=== 短い練習 A ===
このあとに続くエントリから、文字列「canopy」を含む行をすべて抜き出して示してください。大文字と小文字は区別する。

=== 掲載本文 ===
----------------------------------------

科学や教育に関するさまざまな話題を動画で解説するYouTubeチャンネル・Veritasiumが、「なぜ民主主義は数学的に不可能なのか」と題し、選挙における投票システムについて動画で解説しています。
Why Democracy Is Mathematically Impossible – YouTube

民主主義における最も単純な選挙方法として、有権者に投票用紙で一人の候補者を選ばせる方式があります。この方式は「単純小選挙区制」として知られており、単に最多得票の候補者が勝利します。この方法は古代にまでさかのぼり、14世紀からイギリスの下院議員選出に使用され、現在も世界44カ国で指導者選出に用いられています。
しかし、単純小選挙区制には問題があります。議会の代表者を選ぶ場合、国の大多数が権力を握る政党に投票していないという状況が頻繁に発生します。過去100年間で、イギリス議会で単一政党が議席の過半数を占めた事例は21回ありましたが、その政党に実際に過半数の有権者が投票したのはわずか2回だけでした。つまり、少数派の支持しかない政党が権力を握ることになります。
また、単純小選挙区制では「類似した候補者が互いから票を奪い合う」という現象も起こります。2000年のアメリカ大統領選挙は、本質的には民主党のアル・ゴアと共和党のジョージ・W・ブッシュの間の選挙でした。当時、全米の全州が単純小選挙区制を採用していました。
ブッシュはフロリダ州で非常に僅差で勝利しましたが、もう一人の候補者にラルフ・ネーダーがいました。ネーダーは緑の党の候補者で、ゴアやブッシュよりも明らかに左派でした。ネーダーは「市民の懸念、人々の懸念、貧しい人、富裕層、中流階級の高まりが、特別利益の権力に対抗するために必要だ」と主張し、フロリダ州でほぼ10万票を獲得しました。「ブッシュかゴアに良心的に投票できるかわからない。ラルフ・ネーダーに投票する」と述べる有権者もいました。

----------------------------------------

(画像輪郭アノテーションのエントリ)

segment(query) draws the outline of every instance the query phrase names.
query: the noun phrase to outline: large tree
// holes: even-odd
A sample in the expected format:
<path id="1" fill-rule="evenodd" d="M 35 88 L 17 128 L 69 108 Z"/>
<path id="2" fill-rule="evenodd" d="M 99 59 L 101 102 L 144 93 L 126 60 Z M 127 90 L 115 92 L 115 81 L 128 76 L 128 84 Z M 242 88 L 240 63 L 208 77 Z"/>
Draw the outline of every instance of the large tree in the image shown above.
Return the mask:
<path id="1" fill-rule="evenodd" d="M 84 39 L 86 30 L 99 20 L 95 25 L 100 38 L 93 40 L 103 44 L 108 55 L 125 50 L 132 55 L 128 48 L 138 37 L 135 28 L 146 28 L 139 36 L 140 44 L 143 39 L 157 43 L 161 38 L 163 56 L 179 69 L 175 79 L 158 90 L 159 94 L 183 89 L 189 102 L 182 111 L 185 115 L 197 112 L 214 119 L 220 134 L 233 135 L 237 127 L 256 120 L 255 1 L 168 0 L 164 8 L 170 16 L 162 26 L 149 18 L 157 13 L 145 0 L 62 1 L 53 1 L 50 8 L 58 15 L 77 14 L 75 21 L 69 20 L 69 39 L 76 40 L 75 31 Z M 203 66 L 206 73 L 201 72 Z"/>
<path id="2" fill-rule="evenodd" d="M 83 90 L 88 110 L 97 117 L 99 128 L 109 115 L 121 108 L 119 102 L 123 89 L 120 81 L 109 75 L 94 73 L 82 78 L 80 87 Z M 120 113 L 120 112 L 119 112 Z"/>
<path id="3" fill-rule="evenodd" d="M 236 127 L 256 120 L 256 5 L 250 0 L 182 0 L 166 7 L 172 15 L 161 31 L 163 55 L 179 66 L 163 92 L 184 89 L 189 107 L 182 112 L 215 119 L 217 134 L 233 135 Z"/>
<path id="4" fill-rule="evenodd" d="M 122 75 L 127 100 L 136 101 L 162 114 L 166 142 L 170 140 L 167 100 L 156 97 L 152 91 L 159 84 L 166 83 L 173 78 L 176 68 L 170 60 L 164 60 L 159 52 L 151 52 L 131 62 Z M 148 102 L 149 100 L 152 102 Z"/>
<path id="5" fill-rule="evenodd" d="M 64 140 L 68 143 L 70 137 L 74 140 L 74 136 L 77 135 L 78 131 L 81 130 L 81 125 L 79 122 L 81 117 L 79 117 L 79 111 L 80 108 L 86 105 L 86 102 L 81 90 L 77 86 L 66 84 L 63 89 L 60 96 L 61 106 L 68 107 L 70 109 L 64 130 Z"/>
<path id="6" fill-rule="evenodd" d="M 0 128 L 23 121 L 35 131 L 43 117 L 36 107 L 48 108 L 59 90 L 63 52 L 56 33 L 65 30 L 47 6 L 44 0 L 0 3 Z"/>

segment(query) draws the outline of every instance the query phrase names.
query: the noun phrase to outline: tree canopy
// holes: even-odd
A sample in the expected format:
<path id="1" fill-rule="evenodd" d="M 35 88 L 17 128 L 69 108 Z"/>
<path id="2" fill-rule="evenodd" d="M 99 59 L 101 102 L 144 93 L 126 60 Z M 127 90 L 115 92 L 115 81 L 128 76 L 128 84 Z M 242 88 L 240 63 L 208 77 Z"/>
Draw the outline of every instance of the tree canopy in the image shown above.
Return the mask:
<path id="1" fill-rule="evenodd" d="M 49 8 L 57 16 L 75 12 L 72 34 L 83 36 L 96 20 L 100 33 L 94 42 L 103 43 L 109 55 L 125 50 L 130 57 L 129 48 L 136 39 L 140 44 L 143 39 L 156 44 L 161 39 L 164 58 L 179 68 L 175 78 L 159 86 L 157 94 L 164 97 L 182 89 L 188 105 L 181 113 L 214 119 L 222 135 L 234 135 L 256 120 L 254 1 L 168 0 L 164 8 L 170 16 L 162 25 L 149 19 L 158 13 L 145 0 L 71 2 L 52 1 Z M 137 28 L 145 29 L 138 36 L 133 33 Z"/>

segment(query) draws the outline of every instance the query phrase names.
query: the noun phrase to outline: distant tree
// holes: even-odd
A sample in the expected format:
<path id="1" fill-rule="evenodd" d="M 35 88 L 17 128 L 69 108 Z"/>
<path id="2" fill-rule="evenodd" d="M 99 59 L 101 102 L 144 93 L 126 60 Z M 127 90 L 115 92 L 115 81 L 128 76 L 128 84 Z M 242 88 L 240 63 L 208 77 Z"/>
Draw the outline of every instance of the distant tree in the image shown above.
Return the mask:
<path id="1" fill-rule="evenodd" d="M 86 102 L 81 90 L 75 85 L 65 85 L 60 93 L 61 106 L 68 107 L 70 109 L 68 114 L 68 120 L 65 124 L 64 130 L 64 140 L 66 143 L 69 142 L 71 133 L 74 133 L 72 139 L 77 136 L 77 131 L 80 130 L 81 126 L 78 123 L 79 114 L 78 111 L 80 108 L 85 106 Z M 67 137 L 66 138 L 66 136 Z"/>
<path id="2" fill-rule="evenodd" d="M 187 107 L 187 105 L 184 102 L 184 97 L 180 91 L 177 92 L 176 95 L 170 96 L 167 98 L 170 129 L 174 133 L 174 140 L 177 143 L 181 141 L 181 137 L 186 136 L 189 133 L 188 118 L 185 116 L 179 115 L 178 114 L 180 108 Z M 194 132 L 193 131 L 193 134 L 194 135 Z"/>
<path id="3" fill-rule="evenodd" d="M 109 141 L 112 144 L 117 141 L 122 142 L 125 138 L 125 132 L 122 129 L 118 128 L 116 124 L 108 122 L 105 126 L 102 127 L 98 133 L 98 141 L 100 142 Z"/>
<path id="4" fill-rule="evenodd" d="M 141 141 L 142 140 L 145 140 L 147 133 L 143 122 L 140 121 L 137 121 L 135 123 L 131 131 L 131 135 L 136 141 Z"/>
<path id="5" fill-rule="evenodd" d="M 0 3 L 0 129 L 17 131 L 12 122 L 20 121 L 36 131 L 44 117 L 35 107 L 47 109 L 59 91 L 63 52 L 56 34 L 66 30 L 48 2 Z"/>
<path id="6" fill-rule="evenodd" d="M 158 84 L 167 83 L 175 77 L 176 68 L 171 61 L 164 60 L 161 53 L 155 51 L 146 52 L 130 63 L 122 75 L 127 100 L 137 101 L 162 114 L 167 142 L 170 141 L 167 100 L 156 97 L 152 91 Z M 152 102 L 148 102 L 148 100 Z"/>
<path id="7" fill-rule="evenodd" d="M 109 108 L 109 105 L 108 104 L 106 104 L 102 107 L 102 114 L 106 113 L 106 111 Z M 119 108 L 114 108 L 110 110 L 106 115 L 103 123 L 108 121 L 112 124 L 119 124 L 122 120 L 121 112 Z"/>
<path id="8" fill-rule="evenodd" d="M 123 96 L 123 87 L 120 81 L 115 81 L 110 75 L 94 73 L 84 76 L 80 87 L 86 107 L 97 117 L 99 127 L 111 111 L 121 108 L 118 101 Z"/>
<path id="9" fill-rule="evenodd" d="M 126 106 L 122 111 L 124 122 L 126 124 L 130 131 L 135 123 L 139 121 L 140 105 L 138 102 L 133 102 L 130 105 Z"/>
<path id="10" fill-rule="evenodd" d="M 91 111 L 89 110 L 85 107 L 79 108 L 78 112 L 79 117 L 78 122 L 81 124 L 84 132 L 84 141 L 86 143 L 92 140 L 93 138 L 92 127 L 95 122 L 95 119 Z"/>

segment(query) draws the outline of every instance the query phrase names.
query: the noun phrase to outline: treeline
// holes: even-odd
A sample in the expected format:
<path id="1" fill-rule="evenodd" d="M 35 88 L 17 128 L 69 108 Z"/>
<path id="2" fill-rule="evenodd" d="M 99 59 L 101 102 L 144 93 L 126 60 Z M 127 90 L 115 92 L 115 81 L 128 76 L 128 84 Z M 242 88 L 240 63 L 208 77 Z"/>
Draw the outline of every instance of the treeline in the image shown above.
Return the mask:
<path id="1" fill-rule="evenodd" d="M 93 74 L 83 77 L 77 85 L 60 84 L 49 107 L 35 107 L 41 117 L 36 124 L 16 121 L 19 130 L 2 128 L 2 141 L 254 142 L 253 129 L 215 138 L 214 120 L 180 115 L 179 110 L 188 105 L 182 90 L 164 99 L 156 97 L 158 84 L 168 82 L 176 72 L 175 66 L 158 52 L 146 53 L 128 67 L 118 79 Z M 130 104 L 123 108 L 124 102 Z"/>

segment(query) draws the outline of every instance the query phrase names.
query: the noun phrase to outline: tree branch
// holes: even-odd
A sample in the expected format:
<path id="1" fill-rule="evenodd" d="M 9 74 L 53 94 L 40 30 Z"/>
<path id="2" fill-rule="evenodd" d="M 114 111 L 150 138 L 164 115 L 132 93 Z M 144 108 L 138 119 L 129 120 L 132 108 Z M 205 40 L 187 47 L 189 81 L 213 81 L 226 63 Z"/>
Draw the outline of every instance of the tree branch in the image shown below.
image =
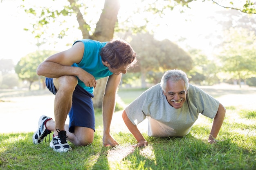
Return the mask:
<path id="1" fill-rule="evenodd" d="M 247 12 L 247 10 L 245 10 L 245 9 L 239 9 L 237 8 L 234 8 L 233 7 L 225 7 L 223 5 L 221 5 L 220 4 L 219 4 L 219 3 L 218 3 L 218 2 L 216 2 L 215 0 L 211 0 L 212 2 L 213 2 L 213 3 L 216 3 L 216 4 L 217 4 L 220 7 L 221 7 L 223 8 L 227 8 L 227 9 L 235 9 L 236 10 L 238 10 L 239 11 L 243 13 L 253 13 L 253 14 L 255 14 L 256 13 L 256 12 L 255 12 L 255 10 L 251 10 L 251 12 Z M 247 3 L 249 3 L 249 2 L 248 1 L 247 1 L 246 4 L 247 4 Z M 245 5 L 244 5 L 244 7 L 245 7 Z"/>
<path id="2" fill-rule="evenodd" d="M 85 21 L 83 15 L 81 13 L 80 9 L 76 6 L 76 2 L 74 0 L 68 0 L 70 4 L 71 8 L 76 14 L 76 20 L 79 24 L 79 27 L 81 30 L 83 35 L 83 38 L 89 39 L 90 34 L 87 29 L 89 27 L 88 24 Z"/>

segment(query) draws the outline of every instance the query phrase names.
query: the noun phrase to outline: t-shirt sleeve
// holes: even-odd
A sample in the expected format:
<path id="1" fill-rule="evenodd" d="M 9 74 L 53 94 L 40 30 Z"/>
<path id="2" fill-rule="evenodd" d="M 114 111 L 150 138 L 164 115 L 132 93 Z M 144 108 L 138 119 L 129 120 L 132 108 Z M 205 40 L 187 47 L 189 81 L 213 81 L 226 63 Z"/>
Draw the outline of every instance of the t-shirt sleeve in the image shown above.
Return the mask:
<path id="1" fill-rule="evenodd" d="M 147 91 L 146 91 L 125 108 L 127 117 L 134 125 L 137 125 L 146 117 L 142 111 L 146 93 Z"/>
<path id="2" fill-rule="evenodd" d="M 213 118 L 219 108 L 220 102 L 202 90 L 195 86 L 190 85 L 189 88 L 193 89 L 190 91 L 188 96 L 192 103 L 196 105 L 198 113 L 211 119 Z"/>

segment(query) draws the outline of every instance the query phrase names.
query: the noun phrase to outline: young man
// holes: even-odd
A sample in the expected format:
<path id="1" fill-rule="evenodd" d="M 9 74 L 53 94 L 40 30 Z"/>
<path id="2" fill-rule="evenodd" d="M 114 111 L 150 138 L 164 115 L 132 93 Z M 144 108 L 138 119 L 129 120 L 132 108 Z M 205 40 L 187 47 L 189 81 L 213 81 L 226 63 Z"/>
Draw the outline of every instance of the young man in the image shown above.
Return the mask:
<path id="1" fill-rule="evenodd" d="M 46 86 L 56 95 L 55 121 L 45 115 L 40 117 L 38 129 L 33 137 L 34 144 L 40 142 L 52 131 L 54 133 L 50 146 L 56 152 L 72 150 L 67 140 L 79 146 L 91 144 L 95 131 L 94 88 L 97 79 L 108 77 L 103 98 L 103 141 L 105 146 L 118 145 L 110 132 L 116 91 L 121 73 L 125 74 L 136 61 L 136 53 L 124 40 L 82 40 L 41 63 L 37 73 L 47 77 Z M 69 126 L 65 125 L 68 114 Z"/>
<path id="2" fill-rule="evenodd" d="M 226 109 L 202 90 L 189 84 L 185 73 L 167 71 L 161 83 L 151 87 L 131 103 L 122 117 L 127 127 L 137 140 L 134 147 L 146 146 L 137 127 L 148 119 L 148 135 L 155 137 L 182 137 L 189 133 L 199 113 L 214 118 L 208 142 L 213 144 L 223 121 Z"/>

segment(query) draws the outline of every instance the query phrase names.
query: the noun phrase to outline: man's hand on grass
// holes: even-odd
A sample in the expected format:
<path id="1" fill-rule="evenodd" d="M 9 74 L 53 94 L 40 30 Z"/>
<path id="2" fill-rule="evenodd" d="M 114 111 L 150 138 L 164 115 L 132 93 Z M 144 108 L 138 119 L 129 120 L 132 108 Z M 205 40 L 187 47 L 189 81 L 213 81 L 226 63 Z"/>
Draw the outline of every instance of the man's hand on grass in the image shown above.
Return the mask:
<path id="1" fill-rule="evenodd" d="M 102 139 L 104 146 L 115 147 L 119 146 L 119 144 L 110 135 L 103 135 Z"/>
<path id="2" fill-rule="evenodd" d="M 132 147 L 133 148 L 141 147 L 146 146 L 148 145 L 148 142 L 146 141 L 146 140 L 143 139 L 143 140 L 141 140 L 140 141 L 139 141 L 138 143 L 137 143 L 137 144 L 136 144 L 136 145 L 132 145 Z"/>

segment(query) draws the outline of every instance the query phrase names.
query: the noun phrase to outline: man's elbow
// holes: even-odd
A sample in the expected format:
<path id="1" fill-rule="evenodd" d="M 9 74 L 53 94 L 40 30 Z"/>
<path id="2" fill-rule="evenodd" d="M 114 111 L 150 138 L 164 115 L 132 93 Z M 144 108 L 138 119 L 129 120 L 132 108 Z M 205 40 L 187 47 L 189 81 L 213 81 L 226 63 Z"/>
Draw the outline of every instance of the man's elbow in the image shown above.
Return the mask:
<path id="1" fill-rule="evenodd" d="M 123 118 L 123 120 L 124 120 L 124 121 L 125 122 L 126 119 L 127 117 L 126 113 L 125 112 L 125 110 L 124 110 L 124 112 L 123 112 L 123 113 L 122 114 L 122 117 Z"/>
<path id="2" fill-rule="evenodd" d="M 219 117 L 221 117 L 223 119 L 224 119 L 226 115 L 226 108 L 220 103 L 219 106 L 218 113 L 217 116 L 218 116 Z"/>
<path id="3" fill-rule="evenodd" d="M 39 64 L 37 67 L 37 68 L 36 68 L 36 74 L 38 75 L 43 75 L 42 63 Z"/>

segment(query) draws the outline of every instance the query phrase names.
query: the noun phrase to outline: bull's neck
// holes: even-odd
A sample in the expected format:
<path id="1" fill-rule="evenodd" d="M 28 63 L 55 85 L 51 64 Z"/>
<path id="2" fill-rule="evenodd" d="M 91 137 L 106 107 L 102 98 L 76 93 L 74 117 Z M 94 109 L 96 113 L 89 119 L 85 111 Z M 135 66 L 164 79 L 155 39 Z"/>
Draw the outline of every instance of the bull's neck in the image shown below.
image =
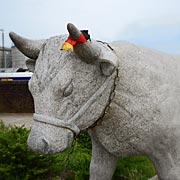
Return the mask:
<path id="1" fill-rule="evenodd" d="M 70 122 L 75 122 L 80 130 L 89 129 L 101 123 L 114 98 L 117 78 L 118 69 L 105 80 L 101 87 L 74 115 Z"/>

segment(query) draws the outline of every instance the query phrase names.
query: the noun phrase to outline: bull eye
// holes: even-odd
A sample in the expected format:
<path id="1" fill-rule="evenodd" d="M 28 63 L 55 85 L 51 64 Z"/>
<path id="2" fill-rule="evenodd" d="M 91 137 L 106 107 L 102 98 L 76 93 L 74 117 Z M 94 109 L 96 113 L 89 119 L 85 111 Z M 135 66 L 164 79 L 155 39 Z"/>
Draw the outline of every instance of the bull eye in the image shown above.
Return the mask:
<path id="1" fill-rule="evenodd" d="M 63 96 L 67 97 L 73 92 L 73 84 L 70 83 L 63 91 Z"/>

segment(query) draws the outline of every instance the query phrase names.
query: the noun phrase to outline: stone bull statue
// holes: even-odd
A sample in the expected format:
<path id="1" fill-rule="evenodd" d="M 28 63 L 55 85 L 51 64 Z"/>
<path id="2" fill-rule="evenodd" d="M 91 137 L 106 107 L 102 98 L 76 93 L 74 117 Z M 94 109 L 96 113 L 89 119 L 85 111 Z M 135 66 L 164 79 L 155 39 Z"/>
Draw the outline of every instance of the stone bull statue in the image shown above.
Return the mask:
<path id="1" fill-rule="evenodd" d="M 70 37 L 80 31 L 67 26 Z M 34 41 L 10 37 L 28 56 L 35 103 L 29 147 L 64 151 L 87 129 L 91 180 L 110 180 L 117 160 L 146 155 L 161 180 L 180 180 L 180 58 L 127 42 L 59 47 L 67 35 Z"/>

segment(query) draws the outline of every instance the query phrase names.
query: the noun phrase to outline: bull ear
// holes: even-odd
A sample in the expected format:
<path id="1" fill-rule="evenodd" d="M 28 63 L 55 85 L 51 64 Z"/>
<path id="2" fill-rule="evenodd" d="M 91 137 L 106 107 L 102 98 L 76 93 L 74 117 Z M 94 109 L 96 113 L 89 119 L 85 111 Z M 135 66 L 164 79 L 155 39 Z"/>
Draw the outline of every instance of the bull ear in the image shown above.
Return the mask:
<path id="1" fill-rule="evenodd" d="M 26 60 L 26 66 L 30 72 L 34 72 L 35 70 L 36 61 L 33 59 Z"/>
<path id="2" fill-rule="evenodd" d="M 98 57 L 98 62 L 105 76 L 110 76 L 119 65 L 114 51 L 106 48 L 102 48 L 100 56 Z"/>
<path id="3" fill-rule="evenodd" d="M 45 40 L 30 40 L 10 32 L 9 36 L 14 45 L 27 57 L 36 60 Z"/>

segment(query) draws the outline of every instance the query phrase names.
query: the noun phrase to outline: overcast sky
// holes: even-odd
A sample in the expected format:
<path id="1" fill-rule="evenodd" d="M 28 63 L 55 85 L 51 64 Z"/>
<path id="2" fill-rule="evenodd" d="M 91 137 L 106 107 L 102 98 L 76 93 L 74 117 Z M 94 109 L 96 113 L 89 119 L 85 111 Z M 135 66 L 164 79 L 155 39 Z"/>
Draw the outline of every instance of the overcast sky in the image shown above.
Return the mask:
<path id="1" fill-rule="evenodd" d="M 180 54 L 180 0 L 0 0 L 0 6 L 7 47 L 10 31 L 45 39 L 67 34 L 71 22 L 93 39 Z"/>

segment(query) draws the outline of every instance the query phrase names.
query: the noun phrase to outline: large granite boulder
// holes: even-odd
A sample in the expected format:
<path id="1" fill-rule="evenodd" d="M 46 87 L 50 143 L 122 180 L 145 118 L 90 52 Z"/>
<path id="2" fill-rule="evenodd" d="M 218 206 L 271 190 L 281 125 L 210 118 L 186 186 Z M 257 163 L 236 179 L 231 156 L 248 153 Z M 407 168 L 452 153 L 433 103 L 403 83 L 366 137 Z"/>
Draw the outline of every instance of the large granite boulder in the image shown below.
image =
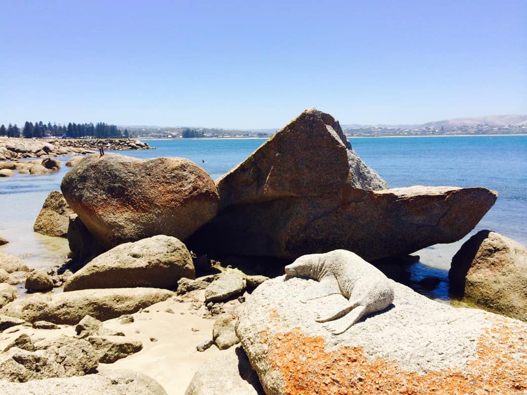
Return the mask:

----------------------------------------

=== 短い練習 B ===
次の(i)〜(iii)が投票制度の解説文の内容と一致するかを判定する。それぞれ「はい」か「いいえ」で答え、決め手となる本文の語句をそのまま引用すること。
(i) 単純小選挙区制は14世紀からイギリスの下院議員選出に使われてきた。
(ii) 過去100年間でイギリス議会の議席の過半数を単一政党が占めた21回のうち、その政党に過半数の有権者が投票したのは5回だった。
(iii) ネーダーはフロリダ州でほぼ10万票を獲得した。

=== 記述回答 A ===
query: the noun phrase to outline: tree canopy
Draw the outline of every instance of the tree canopy in the image shown above.

=== 記述回答 B ===
(i) はい。「14世紀からイギリスの下院議員選出に使用され」
(ii) いいえ。「その政党に実際に過半数の有権者が投票したのはわずか2回だけでした」
(iii) はい。「フロリダ州でほぼ10万票を獲得しました」